• [Extrait de page]
--
Plus à l’est, le morave Leos Janacek (1854–1928), a écrit les opéras Jenufa (1904) et Katia Kabanova (1921) sur la condition de la femme dans le milieu rural. Dans ces mondes conservateurs, le moindre écart de comportement se paie chèrement. Les femmes qui donnent leurs titres à ces opéras, cherchent la réponse à leurs désirs mais les circonstances sont contrariantes. Leur persévérance pour un amoureux ou un amant les amène au désespoir et au sacrifice. La vie normale, corsetée dans une stricte moralité au milieu de l’ennui, est quasi invivable pour les tempéraments indomptés. Entre autres tempéraments de volcaniques, on ne manquera pas d’évoquer Lulu (1937) de Alban Berg (1885–1935), ni la Katerina Ismaïlova alias Lady Macbeth de Mtszensk (1934) de Dimitri Chostakovitch (1906–1975). Les héroïnes de ces opéras, d’extraction modeste, sont des dévoreuse d’hommes au point qu’elles en abdiquent toute moralité. Sont-elles maîtresses ou victimes ? Sans réponse précise, l’usage dans l’opéra veut qu’à l’instar de La Traviata ou Carmen elles meurent de leur non-conformisme. Rejetées par la société dans laquelle elles évoluent, elles brûlent leurs vies par les deux bouts pour une existence aussi brève qu’intense.
La comédie musicale aussi se conjugue moins au féminin
Bizarrement, après 1945, rares sont les opéras qui portent des noms de femmes. Les hommes ont acquis le droit d’être fragiles. Le temps des héros, miné depuis bien longtemps, est achevé. Celui des anti-héros lui a succédé. La femme a certainement été le premier de ces « anti-héros », personnages complexes et douloureusement humains. Elle n’a pas forcément inspiré la sympathie sur scène. Mais elle a réussi à attirer le respect et la compassion pour son acharnement à conquérir sa liberté dans une société hostile à ses agissements.
Le musical américain de Broadway aime les femmes. Il les aime jolies et plutôt conventionnelles, à l’instar de Liza, la jeune fille pauvre dont le professeur Higgins sera le Pygmalion dans My Fair Lady (1956). Le femme doit être l’esclave de son (futur ?) époux. Mais il arrive aussi qu’on y trouve des héroïnes plus tranchées. Les femmes indépendantes sont souvent dépeintes comme exubérantes, jusqu’à en devenir des personnages comiques. On peut citer Annie Oakley de Annie get your Gun (1947), une femme tireur d’élite dans un cirque de western. Elle est une femme aux manières d’homme, ce qui fait l’intérêt du spectacle. Il existe bien d’autres exemples mais, généralement, le musical s’est montré plus timoré que l’opéra dans ses portraits féminins.
--
• [Données fournies]

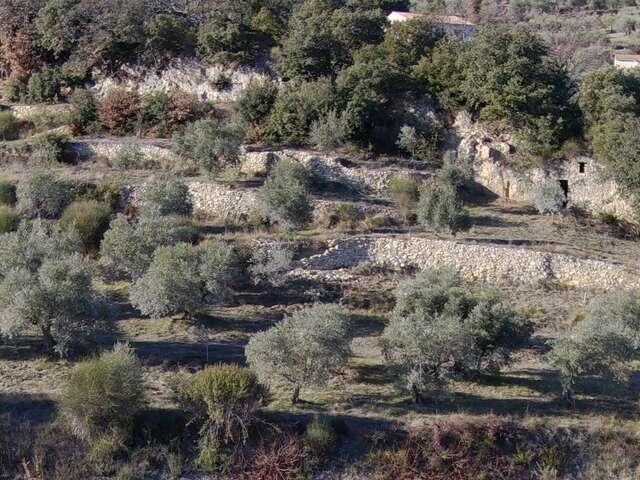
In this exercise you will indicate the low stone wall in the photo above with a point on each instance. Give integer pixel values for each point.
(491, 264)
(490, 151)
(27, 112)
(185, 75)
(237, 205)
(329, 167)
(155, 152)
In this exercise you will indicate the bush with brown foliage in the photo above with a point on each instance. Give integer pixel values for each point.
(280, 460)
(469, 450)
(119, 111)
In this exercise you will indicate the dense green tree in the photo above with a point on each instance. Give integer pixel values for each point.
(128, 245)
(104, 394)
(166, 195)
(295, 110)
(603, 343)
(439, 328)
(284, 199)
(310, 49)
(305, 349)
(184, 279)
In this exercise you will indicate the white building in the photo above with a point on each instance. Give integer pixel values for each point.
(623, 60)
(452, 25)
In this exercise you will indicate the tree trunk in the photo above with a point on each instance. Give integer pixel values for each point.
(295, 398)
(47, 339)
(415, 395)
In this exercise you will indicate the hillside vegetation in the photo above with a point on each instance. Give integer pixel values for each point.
--
• [Consigne] Reprenez l'extrait sur les héroïnes de l'opéra et du musical à la fin de sa dernière phrase et écrivez-en la suite. La liste n'a aucun lien avec l'extrait sur les héroïnes de l'opéra et du musical.

• [Résultat attendu]
Le compositeur Jerry Herman, lui, n’a pas eu ces difficultés. Dans Hello, Dolly! et Mame, entre autres, il marque son goût prononcé pour les femmes montées sur des ressorts, et il leur taille des chansons en or. Elles sont terribles, ce qui les rend attendrissantes. Ceci dit on reste très éloigné des femmes tragiques de l’opéra et de la remise en cause de la société. Peu de compositeurs ont, comme Herman, conçu l’intégralité de leurs musicals autour de portraits féminins forts (à l’exception de La cage aux folles… encore que !).
Les femmes assoiffées de vie ont eu leur heure de gloire dans le théâtre musical. Les plus grandes figures ont lutté aux frontières de la morale. A leur manière elles ont lutté sur scène contre les servitudes qui pesaient sur leur sexe. Qu’elles aient été des Casanova en jupon, des femmes en mal d’amour ou de justice, elles se sont battues, ont crié, hurlé leur désespoir par musique interposée. Même si le combat des femmes pour leurs droits n’est pas terminé, il n’y a plus aujourd’hui d’injustice aussi flagrante qu’au tournant du 19e et 20e siècle. Il reste de cette époque des oeuvres fortes et dérangeantes, exploratrices des blocages d’une société rigide faite par les hommes. Ces femmes rebelles et d’avant-garde, on ne les aime pas forcément, mais on vibre intensément pour leur message.
Les oeuvres citées dans l’article
La Traviata(1853). Opéra de Giuseppe Verdi, livret de Francesco Maria Piave, d’après Alexandre Dumas fils.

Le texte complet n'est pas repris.